Collect and copy out every line below that contains the string "curtain"; a match must agree in case.

**Data for this task:**
|---|
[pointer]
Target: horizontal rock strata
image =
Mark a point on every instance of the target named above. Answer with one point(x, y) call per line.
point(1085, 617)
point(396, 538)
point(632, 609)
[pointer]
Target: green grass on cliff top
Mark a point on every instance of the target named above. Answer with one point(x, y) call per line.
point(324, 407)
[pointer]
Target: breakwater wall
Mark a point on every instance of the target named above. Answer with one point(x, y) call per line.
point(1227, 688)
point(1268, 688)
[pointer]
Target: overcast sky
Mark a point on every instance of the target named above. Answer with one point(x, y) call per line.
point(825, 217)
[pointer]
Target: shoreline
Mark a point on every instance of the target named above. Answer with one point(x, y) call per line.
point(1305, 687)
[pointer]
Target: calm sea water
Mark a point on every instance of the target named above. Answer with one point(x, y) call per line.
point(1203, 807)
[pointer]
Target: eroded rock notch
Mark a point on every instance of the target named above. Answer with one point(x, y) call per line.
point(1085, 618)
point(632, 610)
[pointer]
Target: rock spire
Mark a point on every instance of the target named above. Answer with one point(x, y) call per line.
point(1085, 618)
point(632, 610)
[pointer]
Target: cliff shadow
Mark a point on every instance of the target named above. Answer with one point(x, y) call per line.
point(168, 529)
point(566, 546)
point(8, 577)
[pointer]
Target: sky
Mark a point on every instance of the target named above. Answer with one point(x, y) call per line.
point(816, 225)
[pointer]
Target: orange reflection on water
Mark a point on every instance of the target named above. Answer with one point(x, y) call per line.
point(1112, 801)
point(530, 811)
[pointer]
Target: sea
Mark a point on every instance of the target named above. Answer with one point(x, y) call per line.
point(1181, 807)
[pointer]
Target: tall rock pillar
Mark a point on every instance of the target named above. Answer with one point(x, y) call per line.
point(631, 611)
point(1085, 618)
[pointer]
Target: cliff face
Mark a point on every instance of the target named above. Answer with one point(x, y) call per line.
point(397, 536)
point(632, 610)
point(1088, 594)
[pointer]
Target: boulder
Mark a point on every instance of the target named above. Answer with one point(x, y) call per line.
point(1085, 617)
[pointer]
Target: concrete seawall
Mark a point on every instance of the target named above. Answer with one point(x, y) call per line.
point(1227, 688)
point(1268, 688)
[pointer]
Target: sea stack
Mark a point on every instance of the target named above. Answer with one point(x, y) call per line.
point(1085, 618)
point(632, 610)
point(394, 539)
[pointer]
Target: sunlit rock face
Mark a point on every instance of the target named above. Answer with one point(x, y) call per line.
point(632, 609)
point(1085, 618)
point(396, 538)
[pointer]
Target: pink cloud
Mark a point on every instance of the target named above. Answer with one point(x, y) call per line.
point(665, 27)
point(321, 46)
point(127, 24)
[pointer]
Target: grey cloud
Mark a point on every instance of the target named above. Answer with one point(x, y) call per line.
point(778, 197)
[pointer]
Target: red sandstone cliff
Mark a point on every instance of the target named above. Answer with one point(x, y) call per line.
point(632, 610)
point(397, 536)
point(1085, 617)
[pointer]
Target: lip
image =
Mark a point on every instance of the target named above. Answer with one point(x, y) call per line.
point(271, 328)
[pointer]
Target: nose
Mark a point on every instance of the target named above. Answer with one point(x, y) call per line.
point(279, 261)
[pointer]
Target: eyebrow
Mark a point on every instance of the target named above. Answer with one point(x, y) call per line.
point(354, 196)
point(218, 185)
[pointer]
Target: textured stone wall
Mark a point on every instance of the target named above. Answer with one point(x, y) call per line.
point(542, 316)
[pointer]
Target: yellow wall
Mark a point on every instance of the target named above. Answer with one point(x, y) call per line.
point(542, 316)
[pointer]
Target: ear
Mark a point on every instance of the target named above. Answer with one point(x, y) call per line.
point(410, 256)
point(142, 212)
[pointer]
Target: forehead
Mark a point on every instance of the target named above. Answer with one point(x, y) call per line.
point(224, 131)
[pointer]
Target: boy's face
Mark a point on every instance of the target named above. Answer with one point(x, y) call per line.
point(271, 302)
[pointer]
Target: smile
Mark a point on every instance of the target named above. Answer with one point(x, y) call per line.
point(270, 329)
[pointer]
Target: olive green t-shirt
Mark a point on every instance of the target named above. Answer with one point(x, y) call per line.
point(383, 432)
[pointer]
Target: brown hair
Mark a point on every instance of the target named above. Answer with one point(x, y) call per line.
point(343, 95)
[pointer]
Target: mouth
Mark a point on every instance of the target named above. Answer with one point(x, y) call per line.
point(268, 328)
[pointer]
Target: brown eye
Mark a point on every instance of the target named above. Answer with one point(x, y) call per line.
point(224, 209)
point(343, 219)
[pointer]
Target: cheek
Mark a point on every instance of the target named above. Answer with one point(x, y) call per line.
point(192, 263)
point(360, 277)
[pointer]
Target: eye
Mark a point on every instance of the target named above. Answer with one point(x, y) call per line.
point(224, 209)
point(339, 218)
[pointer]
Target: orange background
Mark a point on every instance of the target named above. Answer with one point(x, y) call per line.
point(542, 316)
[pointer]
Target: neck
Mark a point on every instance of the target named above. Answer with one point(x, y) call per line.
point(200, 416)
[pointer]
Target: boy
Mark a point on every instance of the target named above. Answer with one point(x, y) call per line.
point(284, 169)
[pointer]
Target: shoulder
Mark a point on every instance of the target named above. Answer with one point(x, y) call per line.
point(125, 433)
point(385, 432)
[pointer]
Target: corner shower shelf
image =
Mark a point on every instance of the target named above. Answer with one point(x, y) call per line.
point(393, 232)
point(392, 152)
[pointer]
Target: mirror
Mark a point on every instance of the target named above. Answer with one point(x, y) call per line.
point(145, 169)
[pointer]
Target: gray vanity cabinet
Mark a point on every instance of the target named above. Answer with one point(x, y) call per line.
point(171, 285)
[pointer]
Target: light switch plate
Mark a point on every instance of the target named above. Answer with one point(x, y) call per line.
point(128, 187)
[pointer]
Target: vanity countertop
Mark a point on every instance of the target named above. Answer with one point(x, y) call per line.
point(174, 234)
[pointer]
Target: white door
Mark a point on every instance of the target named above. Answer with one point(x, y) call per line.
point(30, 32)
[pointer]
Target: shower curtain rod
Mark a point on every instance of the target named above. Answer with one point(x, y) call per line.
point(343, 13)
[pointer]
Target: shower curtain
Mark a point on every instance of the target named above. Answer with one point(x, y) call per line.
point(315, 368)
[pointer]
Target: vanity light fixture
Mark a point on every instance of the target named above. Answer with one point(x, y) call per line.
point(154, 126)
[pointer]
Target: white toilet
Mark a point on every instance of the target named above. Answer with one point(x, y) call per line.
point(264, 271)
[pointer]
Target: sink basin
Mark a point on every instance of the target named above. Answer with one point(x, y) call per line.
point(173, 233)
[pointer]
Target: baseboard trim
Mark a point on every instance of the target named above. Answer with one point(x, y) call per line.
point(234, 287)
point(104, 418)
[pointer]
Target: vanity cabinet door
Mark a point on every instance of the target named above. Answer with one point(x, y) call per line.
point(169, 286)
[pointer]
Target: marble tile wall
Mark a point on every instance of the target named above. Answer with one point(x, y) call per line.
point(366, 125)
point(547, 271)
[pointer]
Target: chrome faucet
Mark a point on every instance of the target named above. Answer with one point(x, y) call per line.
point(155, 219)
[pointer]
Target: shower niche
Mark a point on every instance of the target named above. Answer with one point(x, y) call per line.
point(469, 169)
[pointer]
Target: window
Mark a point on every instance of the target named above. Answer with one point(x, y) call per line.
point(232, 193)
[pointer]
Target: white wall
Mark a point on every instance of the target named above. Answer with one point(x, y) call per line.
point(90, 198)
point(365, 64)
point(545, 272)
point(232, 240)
|---|
**The output:**
Target: shower curtain rod
Target: shower curtain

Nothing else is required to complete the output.